Exercise objective: Print all entries word for word.

Material supplied:
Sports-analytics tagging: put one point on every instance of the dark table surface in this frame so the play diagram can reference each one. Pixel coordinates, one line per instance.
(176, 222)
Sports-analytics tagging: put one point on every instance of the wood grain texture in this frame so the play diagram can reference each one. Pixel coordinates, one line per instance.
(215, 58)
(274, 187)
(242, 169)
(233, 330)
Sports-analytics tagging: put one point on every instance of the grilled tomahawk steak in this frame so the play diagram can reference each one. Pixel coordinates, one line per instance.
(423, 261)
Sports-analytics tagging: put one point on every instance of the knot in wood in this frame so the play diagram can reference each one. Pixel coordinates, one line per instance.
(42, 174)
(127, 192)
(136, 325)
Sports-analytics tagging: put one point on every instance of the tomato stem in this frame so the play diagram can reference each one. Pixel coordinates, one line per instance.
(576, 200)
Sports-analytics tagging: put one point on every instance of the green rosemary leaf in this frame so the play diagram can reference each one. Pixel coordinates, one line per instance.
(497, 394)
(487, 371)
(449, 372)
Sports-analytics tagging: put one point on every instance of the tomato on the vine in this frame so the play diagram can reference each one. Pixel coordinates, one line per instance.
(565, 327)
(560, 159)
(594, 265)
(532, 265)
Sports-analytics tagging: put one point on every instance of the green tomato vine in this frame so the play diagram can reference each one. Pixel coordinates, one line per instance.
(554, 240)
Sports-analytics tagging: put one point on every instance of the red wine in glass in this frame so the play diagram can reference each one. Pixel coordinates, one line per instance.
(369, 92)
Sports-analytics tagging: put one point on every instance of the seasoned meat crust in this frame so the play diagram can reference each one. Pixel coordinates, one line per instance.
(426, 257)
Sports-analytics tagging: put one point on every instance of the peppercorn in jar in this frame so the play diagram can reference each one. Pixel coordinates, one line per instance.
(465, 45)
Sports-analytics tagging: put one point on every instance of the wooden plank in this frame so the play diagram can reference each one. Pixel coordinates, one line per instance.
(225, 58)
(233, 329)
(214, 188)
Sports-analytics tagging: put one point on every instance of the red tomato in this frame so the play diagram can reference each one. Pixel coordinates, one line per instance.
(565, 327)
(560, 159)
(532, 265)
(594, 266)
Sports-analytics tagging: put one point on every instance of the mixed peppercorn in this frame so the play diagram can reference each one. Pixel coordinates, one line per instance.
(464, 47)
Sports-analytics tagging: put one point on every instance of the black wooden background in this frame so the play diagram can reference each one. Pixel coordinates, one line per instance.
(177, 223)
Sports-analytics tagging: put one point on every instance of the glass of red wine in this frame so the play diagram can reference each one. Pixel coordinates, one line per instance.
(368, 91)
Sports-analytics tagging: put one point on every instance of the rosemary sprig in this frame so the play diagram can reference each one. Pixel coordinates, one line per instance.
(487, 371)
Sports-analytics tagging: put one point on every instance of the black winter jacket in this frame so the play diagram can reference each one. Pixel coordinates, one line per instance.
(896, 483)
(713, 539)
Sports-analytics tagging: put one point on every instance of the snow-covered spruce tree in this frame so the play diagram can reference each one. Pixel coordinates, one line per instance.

Task solution:
Sports-analytics tagging: put one point on every instance of the dark table surface in this frame so the play diagram can reference each one. Pixel coordinates, one line per instance.
(176, 222)
Sports-analytics tagging: put one point on every instance of the wood grain texture in this frame so the play diagram can reference each one. Pixel coordinates, one line per instance.
(215, 58)
(274, 187)
(242, 169)
(233, 330)
Sports-analytics tagging: put one point on every instance of the grilled tomahawk steak in this frame so the play diagram can reference each one. Pixel coordinates, one line per instance.
(423, 261)
Sports-analytics tagging: put one point on every instance of the knot in wood in this frame so the play diagram can reference each one. Pixel coordinates, one line per instance.
(42, 174)
(127, 192)
(136, 325)
Sports-analytics tagging: put one point on every instance of the tomato stem in this frame so the play diagram can reference each one. Pixel coordinates, one line per instance.
(576, 200)
Sports-analytics tagging: put one point on every instance of the green rosemary leaf in this frame so the play diagram can reference each one. Pixel coordinates, one line per instance.
(497, 394)
(487, 371)
(449, 372)
Sports-analytics tagging: put one point on every instance of the tomato on the vine in this frame so the play diagram can reference each one. Pixel coordinates, one line per instance.
(565, 327)
(560, 159)
(594, 265)
(532, 265)
Sports-analytics tagging: put one point on every instance of the green tomato vine in this frame so the play diagram can reference each one. Pixel coordinates, one line per instance.
(554, 240)
Sports-analytics tagging: put one point on every instance of the red wine in glass in this frame so the play diagram can reference each one. Pixel coordinates, one line per instance.
(369, 92)
Sports-analytics tagging: put one point on every instance of the seasoned meat crust in this frame so the play diagram can reference each one. Pixel coordinates, one line per instance.
(426, 257)
Sports-analytics tagging: put one point on every instance of the peppercorn in jar in this frame so the play diagram can reference each one. Pixel coordinates, one line per instance.
(465, 45)
Sports-analytics tagging: put one point on every instance of the wooden plank in this frame so the play diagram can reference each one. Pixel coordinates, one line per instance.
(225, 58)
(233, 329)
(214, 188)
Sports-analytics tagging: put one point on every instance of the red tomato in this frame so the play diagram can reference each one. Pixel coordinates, one line per instance.
(565, 327)
(560, 159)
(532, 265)
(594, 266)
Sports-analytics tagging: put one point on every instance of the mixed peppercorn in this frame so the play diagram can reference each one. Pixel coordinates, one line per instance.
(464, 47)
Sports-analytics tagging: put one point on every instance of the black wooden background in this frame so the play diagram can reference each one. Pixel coordinates, one line per instance.
(177, 223)
Sports-analytics tagging: put one point on every instance of the glass of red wine in this frame so the play diagram can reference each one. Pixel coordinates, one line per instance.
(368, 91)
Sports-analytics tagging: put one point on every instance of the rosemary sprig in this frame so the play diagram can reference each one. Pixel coordinates, one line per instance.
(487, 371)
Sports-analytics tagging: put one point on every instance of the black winter jacket in this frame so the play diagram can reference each one. Pixel coordinates, one line per instance.
(896, 483)
(713, 539)
Sports-analytics tagging: put one point on every instance of the snow-covered spruce tree in this frame so the play diagram can reference each one. Pixel coordinates, one line per instance.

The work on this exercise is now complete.